# EXERCISE DETAILS
From the line containing "point: wooden floor" to the last line of the data below, copy everything exactly and nothing else; pictures stay out.

[Point annotation dataset records]

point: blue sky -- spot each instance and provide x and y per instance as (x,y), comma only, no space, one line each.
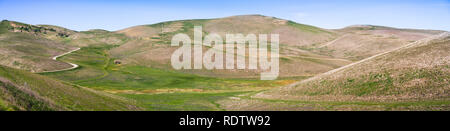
(114,15)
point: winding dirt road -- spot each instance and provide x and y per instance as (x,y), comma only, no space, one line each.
(72,64)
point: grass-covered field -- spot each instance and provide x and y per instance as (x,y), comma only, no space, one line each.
(154,89)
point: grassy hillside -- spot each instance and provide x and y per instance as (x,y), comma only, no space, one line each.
(150,45)
(415,78)
(25,47)
(20,90)
(152,88)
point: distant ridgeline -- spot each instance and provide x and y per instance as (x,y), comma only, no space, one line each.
(13,26)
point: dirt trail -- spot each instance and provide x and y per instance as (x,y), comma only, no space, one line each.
(367,59)
(320,58)
(72,64)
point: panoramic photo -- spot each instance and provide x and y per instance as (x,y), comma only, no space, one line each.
(227,55)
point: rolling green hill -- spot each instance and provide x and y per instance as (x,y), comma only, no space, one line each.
(21,90)
(344,69)
(411,78)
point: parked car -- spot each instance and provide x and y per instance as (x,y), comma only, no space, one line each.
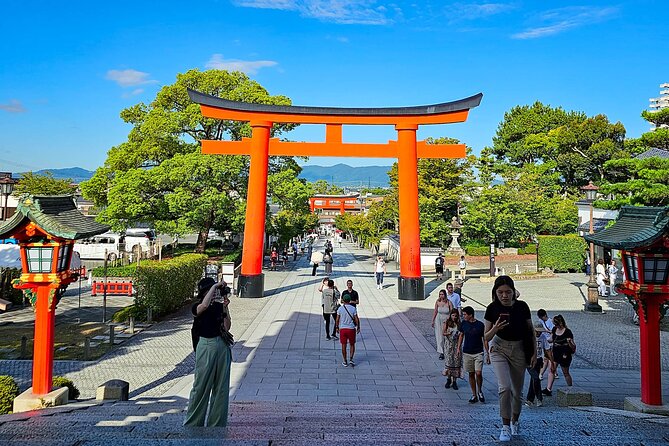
(139,238)
(94,248)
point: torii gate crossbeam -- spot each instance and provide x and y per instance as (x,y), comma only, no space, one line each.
(406,149)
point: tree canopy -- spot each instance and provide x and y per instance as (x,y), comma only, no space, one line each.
(640,182)
(160,176)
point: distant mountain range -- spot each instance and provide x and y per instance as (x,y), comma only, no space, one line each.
(345,175)
(76,174)
(339,174)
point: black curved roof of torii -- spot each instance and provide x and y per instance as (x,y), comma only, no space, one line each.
(434,109)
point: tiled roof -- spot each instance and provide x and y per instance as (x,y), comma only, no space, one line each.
(56,214)
(661,153)
(636,227)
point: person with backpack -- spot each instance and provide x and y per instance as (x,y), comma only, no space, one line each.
(439,266)
(211,386)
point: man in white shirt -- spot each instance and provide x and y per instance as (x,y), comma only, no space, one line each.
(454,297)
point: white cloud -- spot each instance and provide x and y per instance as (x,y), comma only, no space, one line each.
(246,66)
(129,78)
(338,11)
(13,106)
(473,11)
(560,20)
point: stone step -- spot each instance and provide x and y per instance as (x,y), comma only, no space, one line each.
(158,422)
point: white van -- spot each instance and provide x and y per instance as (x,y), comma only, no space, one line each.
(94,248)
(136,238)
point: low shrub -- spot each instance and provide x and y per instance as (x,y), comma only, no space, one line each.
(561,253)
(164,286)
(529,249)
(8,391)
(124,314)
(72,391)
(10,293)
(117,271)
(477,250)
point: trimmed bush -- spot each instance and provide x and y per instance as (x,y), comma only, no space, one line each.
(117,271)
(529,249)
(8,391)
(124,314)
(72,391)
(561,253)
(165,286)
(10,293)
(477,250)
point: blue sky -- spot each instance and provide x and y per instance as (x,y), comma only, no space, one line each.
(69,68)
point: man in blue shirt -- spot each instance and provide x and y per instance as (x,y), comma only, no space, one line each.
(473,345)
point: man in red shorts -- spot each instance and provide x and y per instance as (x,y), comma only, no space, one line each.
(347,325)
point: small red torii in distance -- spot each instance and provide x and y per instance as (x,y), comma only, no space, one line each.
(406,149)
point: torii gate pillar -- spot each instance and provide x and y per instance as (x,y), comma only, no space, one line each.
(410,284)
(252,280)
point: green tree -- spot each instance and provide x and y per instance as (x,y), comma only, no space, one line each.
(159,174)
(641,182)
(575,145)
(36,184)
(443,184)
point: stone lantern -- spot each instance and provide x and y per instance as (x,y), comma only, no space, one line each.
(454,248)
(642,236)
(45,228)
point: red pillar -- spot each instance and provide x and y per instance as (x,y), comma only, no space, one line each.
(411,286)
(251,282)
(45,326)
(649,333)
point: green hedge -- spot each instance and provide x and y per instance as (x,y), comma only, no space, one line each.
(117,271)
(477,250)
(8,391)
(10,293)
(561,253)
(72,391)
(164,286)
(529,249)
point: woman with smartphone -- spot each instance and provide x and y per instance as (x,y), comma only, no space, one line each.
(510,333)
(211,386)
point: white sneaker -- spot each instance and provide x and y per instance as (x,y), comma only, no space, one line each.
(505,434)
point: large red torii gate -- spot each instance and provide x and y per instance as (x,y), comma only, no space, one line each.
(406,149)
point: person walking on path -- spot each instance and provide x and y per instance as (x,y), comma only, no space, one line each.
(534,389)
(316,258)
(601,277)
(473,345)
(547,324)
(453,355)
(442,308)
(328,261)
(439,266)
(462,265)
(454,298)
(329,302)
(563,349)
(211,385)
(347,324)
(379,271)
(613,275)
(355,299)
(508,328)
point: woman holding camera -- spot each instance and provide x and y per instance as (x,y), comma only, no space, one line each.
(211,386)
(510,333)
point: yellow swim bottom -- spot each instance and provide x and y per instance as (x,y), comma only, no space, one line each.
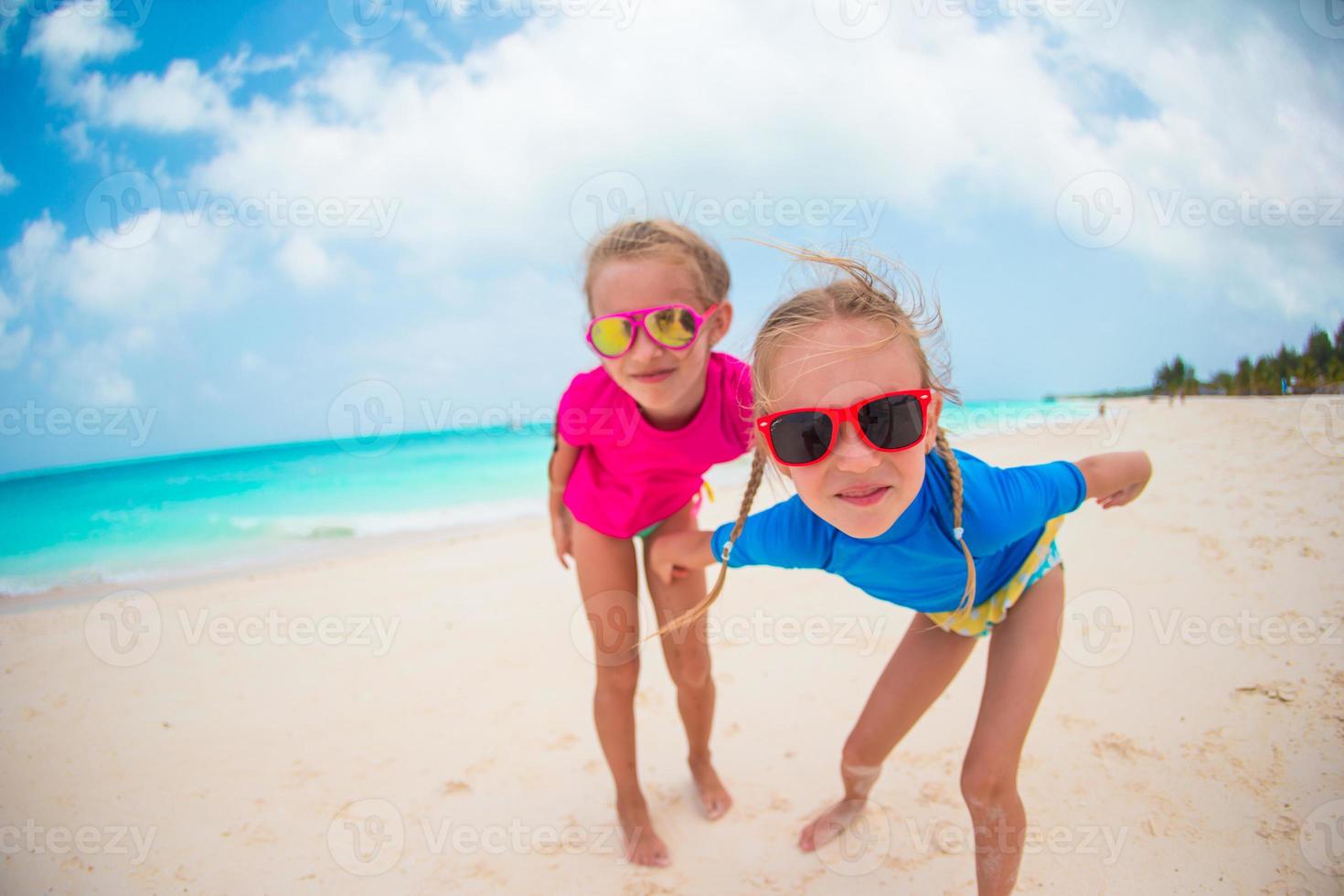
(978,620)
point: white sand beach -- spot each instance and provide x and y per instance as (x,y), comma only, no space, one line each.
(417,719)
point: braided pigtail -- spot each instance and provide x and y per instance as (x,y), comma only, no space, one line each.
(703,607)
(968,597)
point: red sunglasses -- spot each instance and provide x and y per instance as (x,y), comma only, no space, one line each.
(887,422)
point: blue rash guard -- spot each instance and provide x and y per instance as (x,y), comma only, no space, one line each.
(917,561)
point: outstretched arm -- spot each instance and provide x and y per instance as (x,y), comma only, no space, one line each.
(1115,478)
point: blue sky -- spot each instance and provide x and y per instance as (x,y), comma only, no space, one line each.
(230,220)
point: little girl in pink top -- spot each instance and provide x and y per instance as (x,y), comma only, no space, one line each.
(635,437)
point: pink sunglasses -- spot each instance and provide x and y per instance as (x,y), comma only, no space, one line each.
(672,326)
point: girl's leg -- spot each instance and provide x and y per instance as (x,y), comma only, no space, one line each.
(609,584)
(1021,656)
(687,653)
(921,667)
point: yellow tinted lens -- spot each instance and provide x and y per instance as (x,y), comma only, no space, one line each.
(674,326)
(611,335)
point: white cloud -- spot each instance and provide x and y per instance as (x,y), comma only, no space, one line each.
(926,114)
(78,32)
(91,375)
(10,14)
(12,344)
(183,268)
(180,100)
(305,262)
(948,121)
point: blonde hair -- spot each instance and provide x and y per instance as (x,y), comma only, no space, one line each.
(854,293)
(666,240)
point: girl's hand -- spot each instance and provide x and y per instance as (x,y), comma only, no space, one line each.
(1115,478)
(1124,496)
(562,538)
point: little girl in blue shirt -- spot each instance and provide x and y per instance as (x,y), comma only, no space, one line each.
(848,410)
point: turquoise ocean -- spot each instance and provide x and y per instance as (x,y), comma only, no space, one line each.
(187,515)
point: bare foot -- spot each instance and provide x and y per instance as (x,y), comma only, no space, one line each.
(714,795)
(829,824)
(641,845)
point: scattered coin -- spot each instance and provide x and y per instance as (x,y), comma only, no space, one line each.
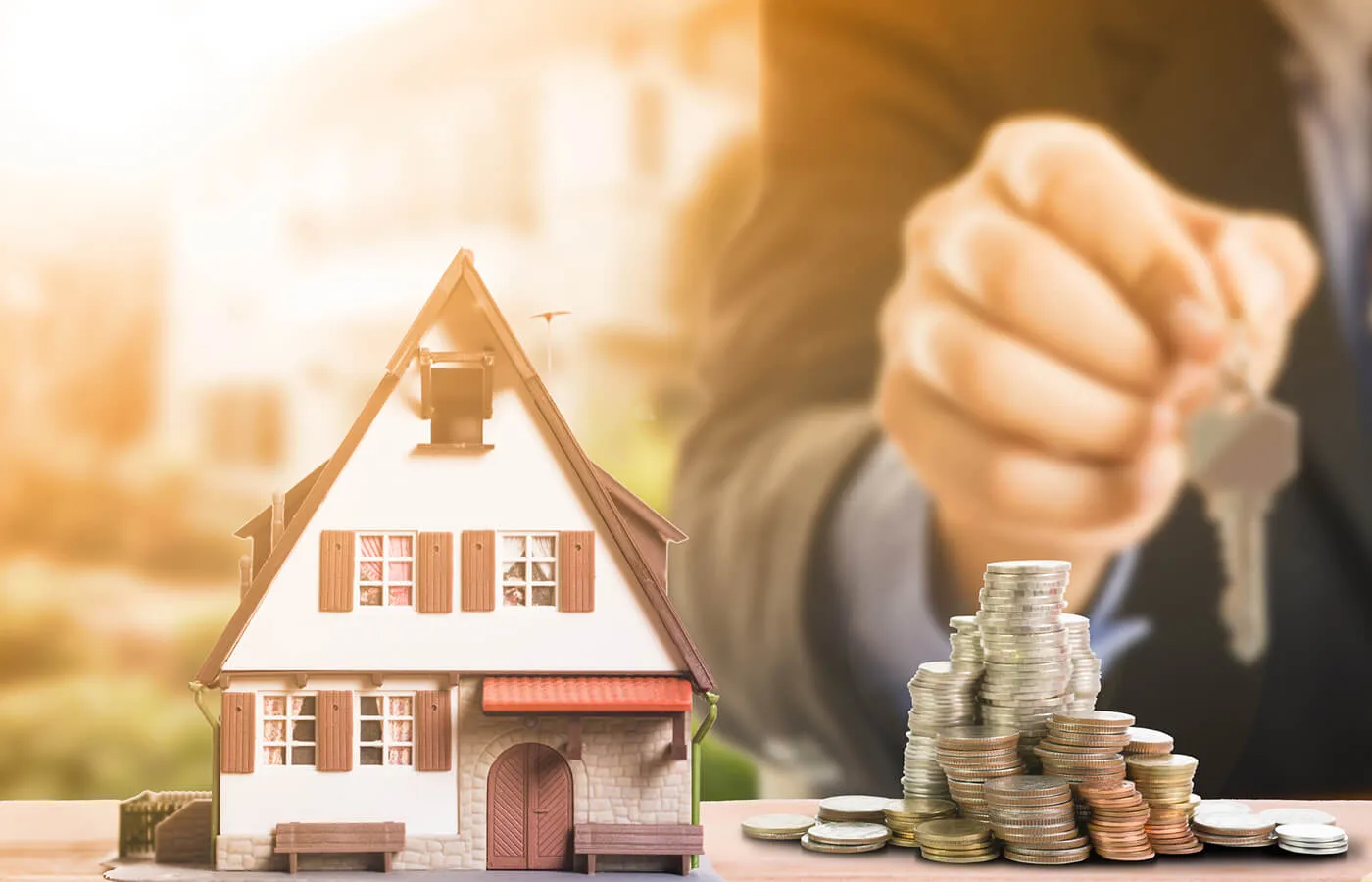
(854,808)
(777,826)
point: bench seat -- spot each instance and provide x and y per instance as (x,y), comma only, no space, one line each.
(679,840)
(339,838)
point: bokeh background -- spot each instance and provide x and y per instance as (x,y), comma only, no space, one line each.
(216,220)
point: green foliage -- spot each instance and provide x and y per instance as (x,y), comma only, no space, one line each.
(99,737)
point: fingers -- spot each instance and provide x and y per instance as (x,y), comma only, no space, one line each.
(1083,187)
(1026,283)
(976,473)
(1017,391)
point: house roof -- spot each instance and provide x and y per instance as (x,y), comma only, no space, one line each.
(586,694)
(628,505)
(462,276)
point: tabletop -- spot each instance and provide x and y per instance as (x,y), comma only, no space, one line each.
(66,841)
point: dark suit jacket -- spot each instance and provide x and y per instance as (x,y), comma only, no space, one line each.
(868,105)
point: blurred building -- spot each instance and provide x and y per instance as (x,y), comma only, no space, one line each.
(555,139)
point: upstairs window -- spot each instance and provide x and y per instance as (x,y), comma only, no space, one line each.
(384,568)
(386,730)
(528,568)
(456,391)
(288,723)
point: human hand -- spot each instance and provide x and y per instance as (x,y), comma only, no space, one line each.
(1059,313)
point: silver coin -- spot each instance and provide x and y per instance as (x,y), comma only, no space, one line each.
(1290,816)
(1310,833)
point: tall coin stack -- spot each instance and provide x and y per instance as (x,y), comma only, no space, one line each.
(940,697)
(1165,782)
(1086,664)
(1028,666)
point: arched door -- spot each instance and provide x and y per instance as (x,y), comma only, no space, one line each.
(528,809)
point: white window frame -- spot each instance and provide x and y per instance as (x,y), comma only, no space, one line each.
(386,560)
(386,744)
(288,719)
(528,535)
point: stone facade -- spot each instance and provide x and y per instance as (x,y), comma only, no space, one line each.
(626,775)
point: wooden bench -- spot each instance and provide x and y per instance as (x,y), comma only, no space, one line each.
(683,840)
(339,838)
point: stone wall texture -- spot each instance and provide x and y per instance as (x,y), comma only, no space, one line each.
(626,775)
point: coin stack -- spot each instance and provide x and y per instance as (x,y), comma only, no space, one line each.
(777,827)
(956,841)
(846,838)
(1084,747)
(867,809)
(1312,838)
(940,697)
(1148,741)
(1118,815)
(1035,817)
(1235,830)
(1165,782)
(1086,664)
(966,645)
(1028,666)
(973,755)
(903,816)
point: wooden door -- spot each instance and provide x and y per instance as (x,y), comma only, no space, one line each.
(528,809)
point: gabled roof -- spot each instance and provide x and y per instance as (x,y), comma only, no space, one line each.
(462,276)
(628,505)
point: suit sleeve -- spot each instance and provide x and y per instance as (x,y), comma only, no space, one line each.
(866,109)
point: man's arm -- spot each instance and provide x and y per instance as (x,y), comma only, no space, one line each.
(866,110)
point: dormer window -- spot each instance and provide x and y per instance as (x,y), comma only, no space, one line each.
(456,390)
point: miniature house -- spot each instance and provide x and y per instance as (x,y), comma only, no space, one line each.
(455,645)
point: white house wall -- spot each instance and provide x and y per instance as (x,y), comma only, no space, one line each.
(520,484)
(253,804)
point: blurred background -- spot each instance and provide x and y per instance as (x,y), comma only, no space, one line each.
(217,219)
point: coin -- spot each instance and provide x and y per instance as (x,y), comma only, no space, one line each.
(813,845)
(848,833)
(1297,816)
(777,826)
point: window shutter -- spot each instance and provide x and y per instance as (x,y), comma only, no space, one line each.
(434,572)
(335,570)
(477,570)
(432,731)
(237,731)
(335,731)
(576,570)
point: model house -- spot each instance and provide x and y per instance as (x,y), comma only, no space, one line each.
(455,646)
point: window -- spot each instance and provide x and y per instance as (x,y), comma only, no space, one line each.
(386,730)
(384,568)
(528,568)
(288,730)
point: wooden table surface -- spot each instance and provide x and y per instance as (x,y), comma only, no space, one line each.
(66,841)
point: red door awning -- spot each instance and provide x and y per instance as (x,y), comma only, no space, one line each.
(585,694)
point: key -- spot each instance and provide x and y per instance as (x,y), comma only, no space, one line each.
(1241,452)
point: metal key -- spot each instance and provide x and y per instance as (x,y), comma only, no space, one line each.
(1241,452)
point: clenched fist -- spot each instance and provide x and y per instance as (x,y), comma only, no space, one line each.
(1059,315)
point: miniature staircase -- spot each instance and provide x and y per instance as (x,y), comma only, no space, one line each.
(184,837)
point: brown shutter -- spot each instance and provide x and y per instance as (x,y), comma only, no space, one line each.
(576,570)
(477,570)
(432,731)
(333,751)
(335,570)
(237,730)
(434,572)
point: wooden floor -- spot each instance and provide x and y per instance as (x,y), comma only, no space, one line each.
(73,837)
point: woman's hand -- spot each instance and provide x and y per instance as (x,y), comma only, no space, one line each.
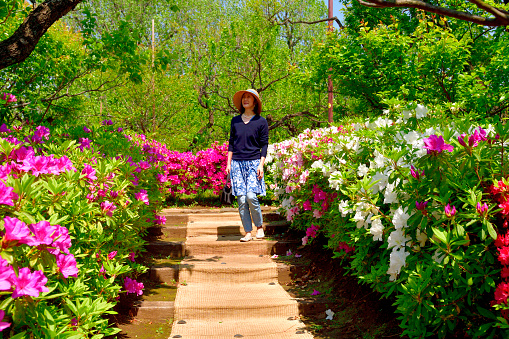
(259,172)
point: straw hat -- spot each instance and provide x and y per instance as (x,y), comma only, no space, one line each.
(237,99)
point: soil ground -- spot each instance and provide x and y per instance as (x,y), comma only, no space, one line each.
(358,311)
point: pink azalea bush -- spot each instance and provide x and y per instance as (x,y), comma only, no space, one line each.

# RESULT OF THIS TASK
point: wooden floor -- spot each instance and provide x and y per instance as (x,y), comma only, no space, one line each.
(73,837)
point: woman's hand -- spot each instance and provide x and y per instance as (x,y), comma only, no space, one line each.
(259,172)
point: straw hat -- spot each instance and provide x and y per instance as (x,y), comma only, no space, one line each.
(237,99)
point: soil ground -- spot each instance and provide x and y per instance as (x,y), comma only, no space, one line each.
(358,311)
point: pink azalea bush -- spot each instance and provide x and y per instance as (x,y), comma only, no space, one line each.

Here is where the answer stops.